◆ **Extracted data**:

──────────

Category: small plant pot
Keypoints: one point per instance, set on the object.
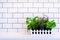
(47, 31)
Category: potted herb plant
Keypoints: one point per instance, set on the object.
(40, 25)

──────────

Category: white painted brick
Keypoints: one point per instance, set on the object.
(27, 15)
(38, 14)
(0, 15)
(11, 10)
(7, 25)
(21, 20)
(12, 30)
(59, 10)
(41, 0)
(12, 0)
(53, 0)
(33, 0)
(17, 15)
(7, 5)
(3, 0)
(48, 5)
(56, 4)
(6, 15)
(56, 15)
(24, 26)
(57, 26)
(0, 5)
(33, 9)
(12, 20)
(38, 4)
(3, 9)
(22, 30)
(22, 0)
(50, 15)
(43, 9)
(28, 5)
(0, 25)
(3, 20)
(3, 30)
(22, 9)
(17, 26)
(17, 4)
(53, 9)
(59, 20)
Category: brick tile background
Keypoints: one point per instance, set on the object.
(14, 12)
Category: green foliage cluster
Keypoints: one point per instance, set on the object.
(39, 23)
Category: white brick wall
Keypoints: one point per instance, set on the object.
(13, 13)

──────────

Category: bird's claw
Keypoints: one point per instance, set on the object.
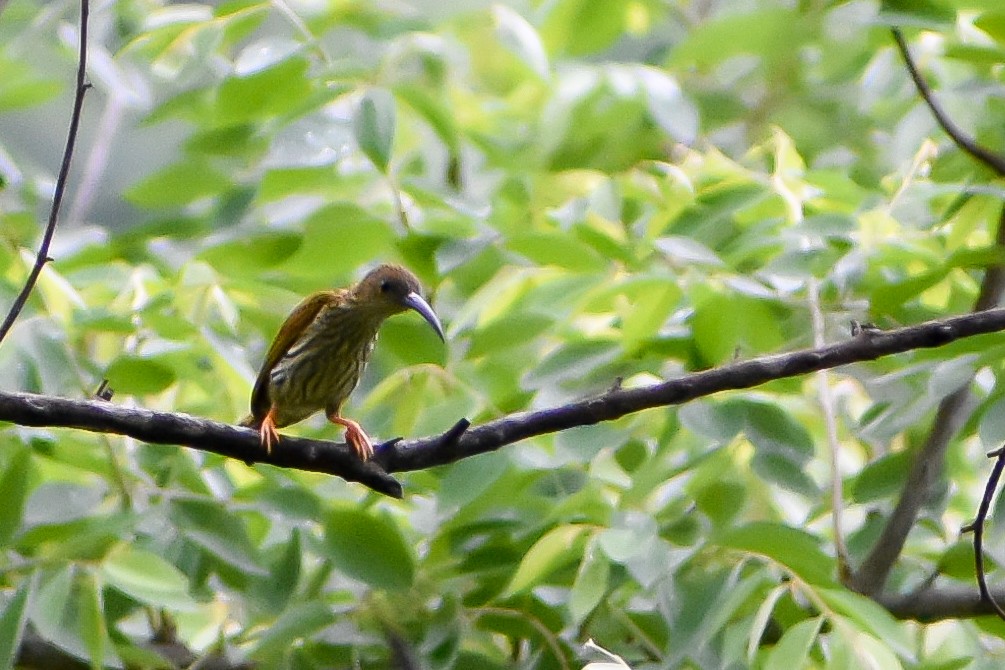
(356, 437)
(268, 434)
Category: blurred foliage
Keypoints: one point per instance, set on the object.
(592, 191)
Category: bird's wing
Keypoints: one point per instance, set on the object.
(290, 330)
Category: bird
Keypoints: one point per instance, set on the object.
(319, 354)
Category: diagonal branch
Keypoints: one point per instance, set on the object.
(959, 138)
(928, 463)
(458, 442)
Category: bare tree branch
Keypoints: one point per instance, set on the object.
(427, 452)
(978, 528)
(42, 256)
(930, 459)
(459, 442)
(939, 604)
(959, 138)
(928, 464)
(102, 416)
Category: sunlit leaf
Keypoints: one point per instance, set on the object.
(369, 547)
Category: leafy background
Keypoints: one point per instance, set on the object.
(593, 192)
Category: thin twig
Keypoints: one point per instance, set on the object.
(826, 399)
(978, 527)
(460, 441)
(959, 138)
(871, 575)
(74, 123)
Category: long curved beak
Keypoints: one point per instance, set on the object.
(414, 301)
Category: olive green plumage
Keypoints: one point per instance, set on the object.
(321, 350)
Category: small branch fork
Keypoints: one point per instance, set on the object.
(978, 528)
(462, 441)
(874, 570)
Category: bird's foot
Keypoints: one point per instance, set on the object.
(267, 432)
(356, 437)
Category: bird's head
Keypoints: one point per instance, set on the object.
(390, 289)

──────────

◆ **What is being asked**:
Lines containing the string "green" above: how many are there? Answer with the number only.

◆ **Task output**:
2